Selected text
==========
Any ideas on what's causing the content type error? Why is the Ambari client not setting the content type correctly when calling the HDFS API?

Btw I have already added

hadoop.proxyuser.root.groups=*
hadoop.proxyuser.root.hosts=*

so the exception is not caused by the ambari user not able to write to the HDFS volume.

1 ACCEPTED SOLUTION

avatar

Hi @Eric Yuan ,

i see error :

Causedby: java.io.IOException:Unexpected HTTP response: code=504!=201, op=CREATE, message=GatewayTimeout

please check if you have enabled any Http Proxy / Network proxy at your end?

I am suspecting that the WebHDFS requests originated by the Hive View is actually passing through some Http Proxy configured on your cluster. You may need to either make the request bypass the proxy server or make the proxy work.

So please check the following:

1. Check the "environment" setting to find out if there is any Http Proxy added? (look for 'proxy')

# /var/lib/ambari-agent/ambari-sudo.sh su hdfs -l -s /bin/bash -c 'env'  


2. See if you are able to make the WebHDFS call via terminal from ambari server host? And to see the output of the request is being passed via proxy?

# curl -ivL -X GET "http://$ACTIVE_NAME_NODE:50070/webhdfs/v1/user/admin?op=GETHOMEDIRECTORY&user.name=admin"


3. You can also refer to the following doc to know how to enable Http Proxy settings inside Ambari Server (and you can also configure ambari JVM property to exclude your cluster nodes requests to NOT be passed via proxy) See: https://docs.hortonworks.com/HDPDocuments/Ambari-2.6.2.0/bk_ambari-administration/content/ch_setting...

-Dhttp.nonProxyHosts=<pipe|separated|list|of|hosts>


4. Or you can also configure "no_proxy" at the "~/.bash_profile" OR "/etc/profile" level globally to make suere that your internal cluster requests are not passed vias Proxy.
==========
Record excerpts
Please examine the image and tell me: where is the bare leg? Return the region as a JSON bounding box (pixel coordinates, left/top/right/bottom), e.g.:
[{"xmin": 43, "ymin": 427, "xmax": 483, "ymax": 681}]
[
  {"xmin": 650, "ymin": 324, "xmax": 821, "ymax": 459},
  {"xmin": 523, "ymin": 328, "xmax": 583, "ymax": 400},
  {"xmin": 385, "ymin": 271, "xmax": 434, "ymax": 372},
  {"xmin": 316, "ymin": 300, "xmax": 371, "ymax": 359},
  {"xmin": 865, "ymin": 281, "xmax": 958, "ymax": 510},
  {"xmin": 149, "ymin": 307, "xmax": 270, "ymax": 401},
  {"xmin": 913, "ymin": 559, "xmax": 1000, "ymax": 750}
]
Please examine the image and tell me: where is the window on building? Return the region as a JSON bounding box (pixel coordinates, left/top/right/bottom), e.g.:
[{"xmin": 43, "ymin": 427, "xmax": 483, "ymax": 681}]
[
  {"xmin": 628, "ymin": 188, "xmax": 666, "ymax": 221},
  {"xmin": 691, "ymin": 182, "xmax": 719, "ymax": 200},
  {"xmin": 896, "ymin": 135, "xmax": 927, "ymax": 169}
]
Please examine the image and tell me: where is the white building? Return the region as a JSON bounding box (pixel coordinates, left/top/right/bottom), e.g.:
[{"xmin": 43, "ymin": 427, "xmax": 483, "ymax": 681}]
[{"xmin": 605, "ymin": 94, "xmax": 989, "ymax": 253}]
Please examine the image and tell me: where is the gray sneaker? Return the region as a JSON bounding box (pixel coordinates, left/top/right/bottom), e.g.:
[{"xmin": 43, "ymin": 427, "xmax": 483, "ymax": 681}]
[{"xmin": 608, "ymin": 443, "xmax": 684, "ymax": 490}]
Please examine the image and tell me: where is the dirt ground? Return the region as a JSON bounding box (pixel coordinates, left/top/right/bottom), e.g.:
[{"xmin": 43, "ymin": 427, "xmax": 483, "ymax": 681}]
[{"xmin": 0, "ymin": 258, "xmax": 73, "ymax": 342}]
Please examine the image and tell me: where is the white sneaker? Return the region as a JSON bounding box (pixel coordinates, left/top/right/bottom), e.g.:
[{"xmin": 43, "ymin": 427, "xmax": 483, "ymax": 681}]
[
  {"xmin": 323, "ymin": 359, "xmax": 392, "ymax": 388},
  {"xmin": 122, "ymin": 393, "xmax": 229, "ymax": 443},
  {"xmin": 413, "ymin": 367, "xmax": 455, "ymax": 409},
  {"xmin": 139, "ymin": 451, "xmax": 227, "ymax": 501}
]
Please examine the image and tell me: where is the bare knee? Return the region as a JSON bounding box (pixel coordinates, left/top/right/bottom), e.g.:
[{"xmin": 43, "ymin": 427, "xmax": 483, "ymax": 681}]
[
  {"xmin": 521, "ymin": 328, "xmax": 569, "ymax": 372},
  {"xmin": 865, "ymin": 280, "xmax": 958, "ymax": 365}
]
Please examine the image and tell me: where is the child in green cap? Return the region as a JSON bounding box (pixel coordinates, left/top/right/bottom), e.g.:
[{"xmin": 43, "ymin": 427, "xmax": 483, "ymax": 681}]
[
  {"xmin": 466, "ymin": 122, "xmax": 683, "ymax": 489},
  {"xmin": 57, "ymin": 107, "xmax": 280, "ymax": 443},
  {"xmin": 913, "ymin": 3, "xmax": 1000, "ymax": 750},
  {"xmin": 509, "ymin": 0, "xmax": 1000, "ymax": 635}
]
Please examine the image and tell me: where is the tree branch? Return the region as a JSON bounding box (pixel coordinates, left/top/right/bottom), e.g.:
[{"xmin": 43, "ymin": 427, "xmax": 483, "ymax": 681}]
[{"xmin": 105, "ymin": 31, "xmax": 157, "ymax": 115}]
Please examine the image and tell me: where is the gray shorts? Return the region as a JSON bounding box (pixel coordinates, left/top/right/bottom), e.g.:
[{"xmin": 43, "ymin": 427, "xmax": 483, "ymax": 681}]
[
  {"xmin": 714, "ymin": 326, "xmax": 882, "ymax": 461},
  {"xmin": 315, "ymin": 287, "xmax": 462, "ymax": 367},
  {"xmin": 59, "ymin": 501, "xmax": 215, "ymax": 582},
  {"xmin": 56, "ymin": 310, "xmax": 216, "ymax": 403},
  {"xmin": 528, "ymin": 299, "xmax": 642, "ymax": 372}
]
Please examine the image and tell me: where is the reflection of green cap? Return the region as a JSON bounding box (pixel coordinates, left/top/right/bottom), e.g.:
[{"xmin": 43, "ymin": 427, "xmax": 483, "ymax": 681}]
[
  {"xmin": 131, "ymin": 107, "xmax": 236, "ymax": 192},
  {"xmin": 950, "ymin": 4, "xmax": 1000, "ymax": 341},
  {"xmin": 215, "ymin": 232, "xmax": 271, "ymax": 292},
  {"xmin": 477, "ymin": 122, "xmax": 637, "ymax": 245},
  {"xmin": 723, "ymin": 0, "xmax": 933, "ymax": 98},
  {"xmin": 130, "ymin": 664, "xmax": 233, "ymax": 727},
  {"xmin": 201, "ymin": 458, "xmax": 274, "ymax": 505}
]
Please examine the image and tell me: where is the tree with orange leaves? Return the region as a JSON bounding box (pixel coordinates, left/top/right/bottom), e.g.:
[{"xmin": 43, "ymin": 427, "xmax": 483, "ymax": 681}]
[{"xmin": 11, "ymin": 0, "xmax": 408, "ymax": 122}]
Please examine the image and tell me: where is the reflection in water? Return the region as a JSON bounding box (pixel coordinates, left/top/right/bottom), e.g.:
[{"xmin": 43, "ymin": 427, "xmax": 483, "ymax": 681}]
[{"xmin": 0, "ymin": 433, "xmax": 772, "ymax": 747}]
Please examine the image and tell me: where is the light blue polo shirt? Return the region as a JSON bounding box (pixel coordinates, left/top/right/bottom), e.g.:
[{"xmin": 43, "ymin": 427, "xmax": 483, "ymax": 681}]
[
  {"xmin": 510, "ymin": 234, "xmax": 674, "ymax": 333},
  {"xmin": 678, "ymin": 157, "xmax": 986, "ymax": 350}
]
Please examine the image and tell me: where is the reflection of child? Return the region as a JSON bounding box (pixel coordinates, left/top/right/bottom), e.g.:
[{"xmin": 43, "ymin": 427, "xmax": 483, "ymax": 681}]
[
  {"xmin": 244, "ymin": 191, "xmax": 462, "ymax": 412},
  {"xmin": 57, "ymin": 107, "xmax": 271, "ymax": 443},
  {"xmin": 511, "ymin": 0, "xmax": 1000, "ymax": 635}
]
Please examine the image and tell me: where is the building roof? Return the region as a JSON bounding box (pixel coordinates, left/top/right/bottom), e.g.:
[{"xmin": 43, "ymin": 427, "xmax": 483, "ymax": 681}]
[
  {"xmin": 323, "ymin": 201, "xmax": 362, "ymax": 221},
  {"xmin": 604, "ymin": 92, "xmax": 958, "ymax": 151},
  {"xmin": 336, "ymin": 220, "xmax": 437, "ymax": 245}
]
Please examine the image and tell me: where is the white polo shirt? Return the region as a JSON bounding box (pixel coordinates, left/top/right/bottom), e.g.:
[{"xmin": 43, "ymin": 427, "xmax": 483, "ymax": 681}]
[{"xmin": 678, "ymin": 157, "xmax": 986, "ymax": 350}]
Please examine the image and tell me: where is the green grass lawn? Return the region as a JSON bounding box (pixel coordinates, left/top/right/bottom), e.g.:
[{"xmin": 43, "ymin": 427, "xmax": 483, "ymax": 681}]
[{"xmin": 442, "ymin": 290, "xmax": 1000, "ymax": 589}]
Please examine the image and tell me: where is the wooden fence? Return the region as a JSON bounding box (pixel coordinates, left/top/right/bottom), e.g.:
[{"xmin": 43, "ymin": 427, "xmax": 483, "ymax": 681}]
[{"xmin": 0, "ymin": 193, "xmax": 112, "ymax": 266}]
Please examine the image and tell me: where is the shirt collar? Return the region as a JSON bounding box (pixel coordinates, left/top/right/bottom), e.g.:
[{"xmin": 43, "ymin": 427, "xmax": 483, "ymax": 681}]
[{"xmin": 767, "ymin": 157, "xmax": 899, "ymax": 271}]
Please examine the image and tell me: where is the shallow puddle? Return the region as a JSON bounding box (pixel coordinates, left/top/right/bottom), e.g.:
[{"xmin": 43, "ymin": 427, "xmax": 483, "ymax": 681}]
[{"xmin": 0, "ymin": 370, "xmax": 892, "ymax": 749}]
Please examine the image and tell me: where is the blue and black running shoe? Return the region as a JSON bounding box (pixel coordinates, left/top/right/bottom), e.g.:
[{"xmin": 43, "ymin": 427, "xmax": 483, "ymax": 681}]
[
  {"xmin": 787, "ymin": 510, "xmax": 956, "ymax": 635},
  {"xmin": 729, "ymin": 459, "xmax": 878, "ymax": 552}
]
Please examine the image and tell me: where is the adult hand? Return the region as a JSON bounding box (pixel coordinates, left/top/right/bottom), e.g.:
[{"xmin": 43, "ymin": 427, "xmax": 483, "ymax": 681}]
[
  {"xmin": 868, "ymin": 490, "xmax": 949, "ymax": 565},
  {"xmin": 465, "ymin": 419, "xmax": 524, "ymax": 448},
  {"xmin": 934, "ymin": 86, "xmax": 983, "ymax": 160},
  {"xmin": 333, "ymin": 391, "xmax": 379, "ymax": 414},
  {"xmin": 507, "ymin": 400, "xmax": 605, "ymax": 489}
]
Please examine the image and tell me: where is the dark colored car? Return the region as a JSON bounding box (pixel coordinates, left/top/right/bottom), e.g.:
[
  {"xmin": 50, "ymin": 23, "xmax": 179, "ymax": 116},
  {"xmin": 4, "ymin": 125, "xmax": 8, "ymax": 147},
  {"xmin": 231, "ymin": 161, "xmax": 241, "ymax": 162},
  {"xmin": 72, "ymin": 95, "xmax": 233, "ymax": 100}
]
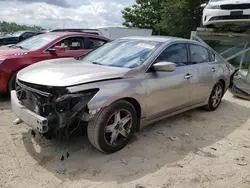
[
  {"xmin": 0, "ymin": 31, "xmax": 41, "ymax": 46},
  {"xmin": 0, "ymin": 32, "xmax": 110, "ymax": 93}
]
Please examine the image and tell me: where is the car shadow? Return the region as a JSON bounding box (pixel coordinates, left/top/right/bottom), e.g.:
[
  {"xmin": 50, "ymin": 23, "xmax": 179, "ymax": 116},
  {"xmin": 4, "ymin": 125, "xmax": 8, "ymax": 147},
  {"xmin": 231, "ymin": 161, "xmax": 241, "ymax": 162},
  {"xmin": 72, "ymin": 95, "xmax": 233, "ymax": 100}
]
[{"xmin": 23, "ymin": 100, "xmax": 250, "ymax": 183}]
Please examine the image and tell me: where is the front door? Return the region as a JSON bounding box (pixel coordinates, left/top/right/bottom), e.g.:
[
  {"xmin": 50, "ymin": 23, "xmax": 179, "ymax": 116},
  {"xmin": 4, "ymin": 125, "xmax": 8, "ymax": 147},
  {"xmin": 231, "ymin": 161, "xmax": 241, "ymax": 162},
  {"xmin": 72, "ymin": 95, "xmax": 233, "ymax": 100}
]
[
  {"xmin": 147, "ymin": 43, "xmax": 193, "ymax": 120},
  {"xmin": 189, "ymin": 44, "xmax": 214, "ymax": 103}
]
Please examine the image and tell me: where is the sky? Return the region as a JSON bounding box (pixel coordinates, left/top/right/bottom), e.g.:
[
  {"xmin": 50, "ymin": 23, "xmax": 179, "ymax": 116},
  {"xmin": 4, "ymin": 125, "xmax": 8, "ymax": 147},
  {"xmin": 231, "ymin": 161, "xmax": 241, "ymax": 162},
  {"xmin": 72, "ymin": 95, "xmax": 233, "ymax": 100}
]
==========
Objectives
1. Pull out every line in the rows that contains the word "reflection".
2. Write the next part of the forum thread about the Ambari WebHDFS gateway timeout, starting right after its final sentence.

Outputs in order
1.
Please examine the image and tell me: where is the reflection of green cap? Return the region as a JSON bounding box (pixel coordinates, left/top/right/bottom), e.g.:
Please examine the image and tell me: where is the reflection in water? Return the region as a JSON bounding box (pixel coordinates, left/top/right/bottom), e.g.:
Please examine the image and tell me: where is the reflection of child? Return the region as a JSON bounding box (pixel coordinates, left/top/right/bottom), e.g.:

2.
no_proxy=".example.com"export no_proxy

.

Please see if this helps you and please accept answer if it did.

View solution in original post

8 REPLIES 8

avatar
Rising Star

you also need to add the Ambari admin user as a proxy user (the same way as root), or ensure that admin itself has access to read/write in that HDFS location

the error comes down to the user that hive is executing as on HDFS doesn't have read/write access to the files, this could be hive (if impersonation is disabled) or the end user that you are signed into Ambari as (if impersonation is enabled)

avatar
Explorer

@rtheron actually both "hive" and "admin" (which was the end user used for signing into Ambari) were added as proxy users; the error is the same.

avatar
Rising Star

Try to write to that hdfs folder using each of these users (hdfs dfs -put) for example, whichever user hive impersonates to access hdfs likely lacks permissions on that folder To get around this I usually just do (hdfs dfs -chmod 777) on that folder in hdfs, you may not want open permissions on that file/folder but that's a good way to confirm the issue is actually file permissions

When impersonation is disabled the user that needs access to the folder is 'hive', when enabled it is the user logged in to ambari, so check your impersonation settings for hive views and hive itself

avatar
Explorer

@rtheron thanks much for the quick response, but are you sure it's a file permission issue... hdfs dfs commands work just fine. The strange thing is, Ambari is able to create the hive job folder (e.g. /user/admin/hive/jobs/hive-job-75-2018-11-26_05-14), create the correct "query.hql" DDL file in it, but somehow not able to write the execution results to the very same folder.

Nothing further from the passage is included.